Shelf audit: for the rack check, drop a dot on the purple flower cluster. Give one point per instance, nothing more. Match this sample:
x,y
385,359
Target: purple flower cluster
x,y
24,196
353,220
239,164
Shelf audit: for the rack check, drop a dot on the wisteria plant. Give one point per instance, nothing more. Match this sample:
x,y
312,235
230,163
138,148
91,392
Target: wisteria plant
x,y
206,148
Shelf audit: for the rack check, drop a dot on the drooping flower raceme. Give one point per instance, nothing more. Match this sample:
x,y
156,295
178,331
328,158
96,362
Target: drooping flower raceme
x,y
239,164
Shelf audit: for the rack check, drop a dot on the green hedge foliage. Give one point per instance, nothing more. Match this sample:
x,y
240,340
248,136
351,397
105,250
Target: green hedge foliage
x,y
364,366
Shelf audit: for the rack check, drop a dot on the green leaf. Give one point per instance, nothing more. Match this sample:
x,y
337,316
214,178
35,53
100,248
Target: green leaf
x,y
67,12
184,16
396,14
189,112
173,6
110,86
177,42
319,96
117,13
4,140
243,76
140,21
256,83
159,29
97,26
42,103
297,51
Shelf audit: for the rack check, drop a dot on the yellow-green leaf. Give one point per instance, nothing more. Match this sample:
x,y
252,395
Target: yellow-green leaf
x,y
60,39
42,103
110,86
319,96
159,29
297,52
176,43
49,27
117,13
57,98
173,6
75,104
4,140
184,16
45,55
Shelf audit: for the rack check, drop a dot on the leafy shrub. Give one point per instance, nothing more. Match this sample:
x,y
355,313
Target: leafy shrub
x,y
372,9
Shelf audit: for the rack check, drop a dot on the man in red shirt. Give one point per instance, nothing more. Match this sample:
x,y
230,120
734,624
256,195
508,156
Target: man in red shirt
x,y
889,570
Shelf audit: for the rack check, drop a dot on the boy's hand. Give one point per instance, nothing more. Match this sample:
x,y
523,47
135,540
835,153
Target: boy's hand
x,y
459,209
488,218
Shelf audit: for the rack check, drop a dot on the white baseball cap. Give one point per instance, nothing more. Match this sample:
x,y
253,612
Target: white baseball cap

**GIVEN TASK**. Reproduce, unchanged, the part of the records above that opens with the line containing "on the boy's" and runs through the end of the records.

**WORKED SOLUTION**.
Shelf audit: for the rack check, drop a dot on the boy's hand. Give one point per instance, nothing more. Match this sample:
x,y
523,47
135,540
835,153
Target: boy's hand
x,y
459,209
488,218
Shelf audit: for the rack check, drop a dot on the white baseball cap. Give one point per instance, nothing more. Match this sample:
x,y
253,612
Target: white baseball cap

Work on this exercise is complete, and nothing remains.